# Directions
a) In the review of Reds and Rams, rewrite the stretch from "It soon becomes" through "them in 1839.", changing "piston valves" to "pistons".
b) Using the review of Reds and Rams, answer these:
(i) How many pages long is Reds and Rams?
(ii) What is the title of Marples' first work?
(iii) In what year did the first Midland Counties train run between the two cities?

— BEGIN Document section —

Anyone who’s been to the City Ground when Derby County come to town will know the two clubs either side of the A52 aren’t too fond of each other. In fact, it’s a rivalry almost as old as the sport itself, and one that David Marples’ new book, Reds and Rams, chronicles in layered, sophisticated detail. We give our thoughts on this refreshingly mature release…
As someone who’s always been a little sniffy about the local rivalry between Nottingham Forest and Derby County (I usually mark the matchday online with the meme of Spider-Man pointing at his doppelgänger, or a reference to the pointless Springfield-Shelbyville rivalry in The Simpsons), I approached David Marples’ second book Reds and Rams with a little trepidation. Could there be any more to football rivalries than knuckle-dragging tribalism? In a world torn apart by splits between Leave and Remain, Left and Right, was now really the time to revel in yet another, albeit more local, turf war? As a huge admirer of Marples’ first work, The History Boys, I wanted to learn more and be proven wrong.
It soon becomes apparent this book is about far more than crude sheep seduction songs or pub punch-ups. Marples reaches back to the very formation of both clubs and locations, evaluating their social and economic roots. At 432 pages, Reds and Rams goes to great lengths to ensure that neither city is sold short. What’s particularly fascinating is how markedly different Nottingham and Derby are, despite their geographical proximity. Then, as now, wealthy benefactors, political tribalism and industrial upheaval push and pull at our two proud cities like piston valves pulling the first Midland Counties train between them in 1839.

— END Document section —
— BEGIN Data entries —

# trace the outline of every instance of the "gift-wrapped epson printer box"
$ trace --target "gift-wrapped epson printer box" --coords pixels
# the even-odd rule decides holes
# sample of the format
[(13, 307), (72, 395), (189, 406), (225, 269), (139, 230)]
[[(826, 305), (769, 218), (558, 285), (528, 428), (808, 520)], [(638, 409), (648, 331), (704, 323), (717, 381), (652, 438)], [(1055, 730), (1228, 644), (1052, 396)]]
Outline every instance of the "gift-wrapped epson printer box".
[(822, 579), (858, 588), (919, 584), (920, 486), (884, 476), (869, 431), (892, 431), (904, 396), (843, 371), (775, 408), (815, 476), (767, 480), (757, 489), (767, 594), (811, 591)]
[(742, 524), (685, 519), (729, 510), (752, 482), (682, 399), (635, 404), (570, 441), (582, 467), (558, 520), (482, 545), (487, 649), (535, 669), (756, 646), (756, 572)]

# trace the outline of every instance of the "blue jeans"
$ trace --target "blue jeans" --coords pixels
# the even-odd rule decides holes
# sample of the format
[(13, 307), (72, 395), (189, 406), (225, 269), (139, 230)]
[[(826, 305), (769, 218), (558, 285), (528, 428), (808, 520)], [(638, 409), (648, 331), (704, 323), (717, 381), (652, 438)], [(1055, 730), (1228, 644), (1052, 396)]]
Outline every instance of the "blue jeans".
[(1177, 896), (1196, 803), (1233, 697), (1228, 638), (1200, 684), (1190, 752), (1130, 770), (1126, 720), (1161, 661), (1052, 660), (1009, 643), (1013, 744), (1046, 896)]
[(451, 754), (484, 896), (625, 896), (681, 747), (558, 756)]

— END Data entries —

# Answers to the exercises
a)
It soon becomes apparent this book is about far more than crude sheep seduction songs or pub punch-ups. Marples reaches back to the very formation of both clubs and locations, evaluating their social and economic roots. At 432 pages, Reds and Rams goes to great lengths to ensure that neither city is sold short. What’s particularly fascinating is how markedly different Nottingham and Derby are, despite their geographical proximity. Then, as now, wealthy benefactors, political tribalism and industrial upheaval push and pull at our two proud cities like pistons pulling the first Midland Counties train between them in 1839.

b)
(i) 432 pages
(ii) The History Boys
(iii) 1839